Aim:
Rewrite each of the entries with "blonde hair" changed to "fair hair" wherever it occurs. Keep every other part of the entries the same.

Data for processing:

-- BEGIN --

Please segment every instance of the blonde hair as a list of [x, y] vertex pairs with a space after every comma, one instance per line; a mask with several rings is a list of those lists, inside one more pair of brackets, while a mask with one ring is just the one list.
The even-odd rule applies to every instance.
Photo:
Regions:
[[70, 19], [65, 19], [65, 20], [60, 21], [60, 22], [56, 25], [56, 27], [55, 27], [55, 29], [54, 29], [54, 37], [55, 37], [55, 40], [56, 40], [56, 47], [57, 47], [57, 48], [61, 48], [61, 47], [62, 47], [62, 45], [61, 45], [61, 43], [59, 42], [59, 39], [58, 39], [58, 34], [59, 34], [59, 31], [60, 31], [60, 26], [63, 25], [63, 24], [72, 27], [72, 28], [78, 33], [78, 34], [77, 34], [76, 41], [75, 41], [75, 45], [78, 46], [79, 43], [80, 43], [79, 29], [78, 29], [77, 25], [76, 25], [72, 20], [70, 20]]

-- END --

Exercise answer:
Please segment every instance of the fair hair as a list of [x, y] vertex pairs with a space after every comma, one instance per line; a mask with several rings is a list of those lists, inside one more pair of brackets, while a mask with one ring is just the one list.
The even-odd rule applies to every instance.
Photo:
Regions:
[[70, 19], [65, 19], [65, 20], [60, 21], [60, 22], [56, 25], [56, 27], [55, 27], [55, 29], [54, 29], [54, 37], [55, 37], [55, 40], [56, 40], [56, 47], [57, 47], [57, 48], [61, 48], [61, 47], [62, 47], [62, 45], [61, 45], [61, 43], [59, 42], [59, 39], [58, 39], [58, 34], [59, 34], [59, 31], [60, 31], [60, 26], [63, 25], [63, 24], [72, 27], [72, 28], [78, 33], [78, 34], [77, 34], [76, 41], [75, 41], [75, 45], [78, 46], [79, 43], [80, 43], [79, 29], [78, 29], [77, 25], [76, 25], [72, 20], [70, 20]]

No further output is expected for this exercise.